**Consignes de l'exercice**
Citez sans aucune modification les lignes qui vont du début des données jusqu'à la ligne contenant « [(397, 804)] », celle-ci incluse.

☆ ☆ ☆ ☆ ☆

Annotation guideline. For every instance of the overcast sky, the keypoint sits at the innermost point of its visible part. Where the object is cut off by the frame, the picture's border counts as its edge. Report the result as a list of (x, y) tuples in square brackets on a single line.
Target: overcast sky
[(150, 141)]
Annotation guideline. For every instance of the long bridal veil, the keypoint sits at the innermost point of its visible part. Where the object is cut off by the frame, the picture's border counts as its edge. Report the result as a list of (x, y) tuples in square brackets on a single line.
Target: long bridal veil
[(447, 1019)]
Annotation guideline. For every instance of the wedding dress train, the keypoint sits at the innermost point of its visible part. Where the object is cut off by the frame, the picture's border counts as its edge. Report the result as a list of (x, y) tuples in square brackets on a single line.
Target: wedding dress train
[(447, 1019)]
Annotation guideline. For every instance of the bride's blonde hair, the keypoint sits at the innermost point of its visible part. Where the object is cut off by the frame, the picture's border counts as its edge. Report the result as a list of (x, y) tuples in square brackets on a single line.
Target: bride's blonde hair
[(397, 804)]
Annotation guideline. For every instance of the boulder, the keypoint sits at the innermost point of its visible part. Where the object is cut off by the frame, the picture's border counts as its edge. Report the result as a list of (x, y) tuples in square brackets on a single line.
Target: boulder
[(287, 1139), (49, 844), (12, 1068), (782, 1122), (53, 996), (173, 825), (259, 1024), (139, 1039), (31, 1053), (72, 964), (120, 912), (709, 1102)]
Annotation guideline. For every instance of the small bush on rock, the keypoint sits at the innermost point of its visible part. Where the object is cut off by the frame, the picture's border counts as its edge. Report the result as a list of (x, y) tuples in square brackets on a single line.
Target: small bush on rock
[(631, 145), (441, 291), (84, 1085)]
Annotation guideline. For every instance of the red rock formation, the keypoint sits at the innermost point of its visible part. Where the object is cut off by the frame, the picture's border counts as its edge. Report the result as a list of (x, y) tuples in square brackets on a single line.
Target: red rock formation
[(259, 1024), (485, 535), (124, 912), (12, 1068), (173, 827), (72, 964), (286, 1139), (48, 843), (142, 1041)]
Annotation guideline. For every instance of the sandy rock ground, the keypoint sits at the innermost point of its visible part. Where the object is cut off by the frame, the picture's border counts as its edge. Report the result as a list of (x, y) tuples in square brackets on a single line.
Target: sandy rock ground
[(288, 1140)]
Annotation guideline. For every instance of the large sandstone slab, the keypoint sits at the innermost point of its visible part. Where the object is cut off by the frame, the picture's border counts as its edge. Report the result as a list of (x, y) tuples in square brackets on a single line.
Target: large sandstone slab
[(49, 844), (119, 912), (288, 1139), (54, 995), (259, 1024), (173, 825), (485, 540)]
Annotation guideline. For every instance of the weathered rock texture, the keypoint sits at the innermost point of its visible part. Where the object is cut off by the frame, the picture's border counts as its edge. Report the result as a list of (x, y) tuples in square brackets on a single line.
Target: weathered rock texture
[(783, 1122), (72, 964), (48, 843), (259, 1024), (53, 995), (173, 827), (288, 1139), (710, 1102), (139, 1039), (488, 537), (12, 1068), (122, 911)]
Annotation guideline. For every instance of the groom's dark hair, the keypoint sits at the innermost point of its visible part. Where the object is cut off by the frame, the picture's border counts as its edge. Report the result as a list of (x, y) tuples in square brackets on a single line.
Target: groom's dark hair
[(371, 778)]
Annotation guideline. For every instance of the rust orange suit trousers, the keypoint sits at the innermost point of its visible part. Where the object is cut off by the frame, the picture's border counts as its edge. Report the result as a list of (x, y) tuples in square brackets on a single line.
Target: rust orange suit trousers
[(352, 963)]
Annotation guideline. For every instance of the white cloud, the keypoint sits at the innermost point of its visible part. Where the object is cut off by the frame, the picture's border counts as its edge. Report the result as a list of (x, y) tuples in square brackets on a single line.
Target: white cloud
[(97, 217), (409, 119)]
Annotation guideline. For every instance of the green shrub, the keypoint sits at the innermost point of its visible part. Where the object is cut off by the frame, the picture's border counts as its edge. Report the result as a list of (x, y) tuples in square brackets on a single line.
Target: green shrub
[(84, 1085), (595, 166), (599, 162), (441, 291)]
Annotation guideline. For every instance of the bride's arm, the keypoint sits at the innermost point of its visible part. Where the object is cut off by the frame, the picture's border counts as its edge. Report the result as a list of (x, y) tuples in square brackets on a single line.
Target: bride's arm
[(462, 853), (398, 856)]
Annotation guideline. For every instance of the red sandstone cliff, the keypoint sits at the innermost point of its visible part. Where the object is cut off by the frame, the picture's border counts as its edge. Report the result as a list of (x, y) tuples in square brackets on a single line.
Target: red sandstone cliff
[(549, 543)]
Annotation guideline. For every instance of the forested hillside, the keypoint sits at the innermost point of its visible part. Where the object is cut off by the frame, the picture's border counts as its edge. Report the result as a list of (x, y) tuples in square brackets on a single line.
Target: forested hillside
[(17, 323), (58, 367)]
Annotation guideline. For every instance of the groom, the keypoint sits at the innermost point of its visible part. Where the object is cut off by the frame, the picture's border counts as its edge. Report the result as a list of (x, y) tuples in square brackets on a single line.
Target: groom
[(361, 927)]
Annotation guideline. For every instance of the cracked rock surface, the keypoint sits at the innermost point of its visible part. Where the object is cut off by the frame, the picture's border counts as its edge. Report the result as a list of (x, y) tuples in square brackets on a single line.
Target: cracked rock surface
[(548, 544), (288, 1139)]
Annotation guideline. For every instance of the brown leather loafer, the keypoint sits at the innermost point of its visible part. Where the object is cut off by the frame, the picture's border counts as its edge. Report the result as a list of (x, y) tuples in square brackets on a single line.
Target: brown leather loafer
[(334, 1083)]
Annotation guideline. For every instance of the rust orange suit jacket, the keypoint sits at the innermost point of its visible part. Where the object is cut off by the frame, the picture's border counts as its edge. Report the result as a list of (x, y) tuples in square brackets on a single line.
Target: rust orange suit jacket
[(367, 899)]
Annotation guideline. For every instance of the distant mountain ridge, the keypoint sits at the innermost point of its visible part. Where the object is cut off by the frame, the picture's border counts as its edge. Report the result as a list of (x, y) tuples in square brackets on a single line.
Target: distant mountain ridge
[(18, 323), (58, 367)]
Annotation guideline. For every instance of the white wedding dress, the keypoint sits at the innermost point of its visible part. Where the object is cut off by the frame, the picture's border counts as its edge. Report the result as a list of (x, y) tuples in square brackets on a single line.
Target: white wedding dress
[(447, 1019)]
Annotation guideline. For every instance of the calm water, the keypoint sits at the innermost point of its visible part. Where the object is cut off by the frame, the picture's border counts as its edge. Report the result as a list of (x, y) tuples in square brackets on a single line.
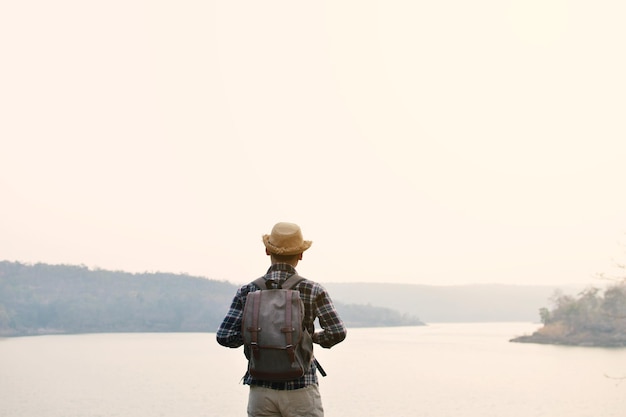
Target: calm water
[(466, 370)]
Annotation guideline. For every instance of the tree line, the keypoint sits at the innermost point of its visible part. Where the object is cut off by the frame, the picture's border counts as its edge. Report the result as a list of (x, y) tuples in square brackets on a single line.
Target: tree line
[(48, 299), (595, 317)]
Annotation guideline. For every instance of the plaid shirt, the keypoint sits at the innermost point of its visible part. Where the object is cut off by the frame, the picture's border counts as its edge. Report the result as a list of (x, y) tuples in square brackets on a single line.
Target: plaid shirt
[(317, 304)]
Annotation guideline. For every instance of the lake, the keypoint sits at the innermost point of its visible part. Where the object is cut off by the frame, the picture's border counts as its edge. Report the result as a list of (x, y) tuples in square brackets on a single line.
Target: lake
[(443, 369)]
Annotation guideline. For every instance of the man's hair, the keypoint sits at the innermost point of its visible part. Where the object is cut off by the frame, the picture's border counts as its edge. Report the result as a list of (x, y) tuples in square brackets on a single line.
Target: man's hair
[(286, 258)]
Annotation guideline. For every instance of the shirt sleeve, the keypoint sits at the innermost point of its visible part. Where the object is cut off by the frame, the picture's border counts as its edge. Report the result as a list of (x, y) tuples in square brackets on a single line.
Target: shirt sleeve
[(229, 332), (333, 330)]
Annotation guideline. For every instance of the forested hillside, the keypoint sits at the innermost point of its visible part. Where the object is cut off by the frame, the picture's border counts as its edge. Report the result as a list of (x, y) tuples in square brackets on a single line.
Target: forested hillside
[(593, 318), (44, 299)]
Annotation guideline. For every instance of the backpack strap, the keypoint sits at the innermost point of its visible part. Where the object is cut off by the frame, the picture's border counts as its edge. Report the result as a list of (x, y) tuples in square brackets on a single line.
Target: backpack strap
[(292, 281), (289, 283)]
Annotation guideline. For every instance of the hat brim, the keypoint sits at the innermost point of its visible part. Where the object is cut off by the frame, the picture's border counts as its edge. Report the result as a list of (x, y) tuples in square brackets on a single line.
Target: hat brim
[(306, 244)]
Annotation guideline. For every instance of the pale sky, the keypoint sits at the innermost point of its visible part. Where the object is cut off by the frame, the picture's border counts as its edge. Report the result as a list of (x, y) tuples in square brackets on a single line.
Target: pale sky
[(440, 142)]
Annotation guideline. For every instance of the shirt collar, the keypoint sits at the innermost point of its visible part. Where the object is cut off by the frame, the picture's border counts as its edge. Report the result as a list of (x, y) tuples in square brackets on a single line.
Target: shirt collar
[(281, 267)]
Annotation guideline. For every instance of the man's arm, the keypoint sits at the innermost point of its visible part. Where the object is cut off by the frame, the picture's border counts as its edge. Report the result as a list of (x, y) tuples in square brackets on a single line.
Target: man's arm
[(229, 332), (333, 330)]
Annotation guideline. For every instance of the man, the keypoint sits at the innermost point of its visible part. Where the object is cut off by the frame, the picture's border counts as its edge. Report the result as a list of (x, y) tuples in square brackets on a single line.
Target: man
[(298, 397)]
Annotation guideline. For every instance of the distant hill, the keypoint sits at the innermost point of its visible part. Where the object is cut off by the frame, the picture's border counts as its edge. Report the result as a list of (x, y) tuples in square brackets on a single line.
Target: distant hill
[(463, 303), (45, 299)]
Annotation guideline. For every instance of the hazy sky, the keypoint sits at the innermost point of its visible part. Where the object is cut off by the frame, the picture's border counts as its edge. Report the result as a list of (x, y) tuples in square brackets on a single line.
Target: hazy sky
[(440, 142)]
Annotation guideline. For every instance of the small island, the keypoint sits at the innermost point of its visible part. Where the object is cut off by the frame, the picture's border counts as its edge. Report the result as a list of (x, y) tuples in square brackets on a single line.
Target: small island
[(594, 318)]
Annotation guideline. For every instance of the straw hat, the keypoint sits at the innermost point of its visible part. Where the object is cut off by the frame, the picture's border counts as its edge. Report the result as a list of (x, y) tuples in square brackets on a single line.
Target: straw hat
[(286, 239)]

☆ ☆ ☆ ☆ ☆

**Réponse**
Annotation guideline. For every instance of the overcast sky, the keypoint sits at the innermost point of its visible part. Where the object is cut off by the frame, the picture's border counts as its edge. Report the result as a list of (x, y) tuples in square brackets on a single line.
Target: overcast sky
[(150, 141)]
Annotation guideline. For every instance of the long bridal veil, the keypoint sits at the innermost point of its visible part. Where the object is cut off by the frame, the picture's border counts as its edge. Report the result as a list of (x, y) tuples in square brackets on a single line.
Target: long bridal veil
[(447, 1019)]
Annotation guideline. For every instance of the wedding dress train, the keypoint sits at the innermost point of its visible part. Where the object is cut off by the frame, the picture's border counts as its edge. Report the result as a list of (x, y) tuples in square brackets on a single line.
Target: wedding dress train
[(447, 1019)]
Annotation guideline. For every instance of the bride's blonde hair, the keypoint sits at the innermost point of its visible part. Where the object is cut off by the frame, the picture's border counts as its edge. Report the result as a list of (x, y) tuples in square brackets on a single line.
Target: bride's blonde hair
[(397, 804)]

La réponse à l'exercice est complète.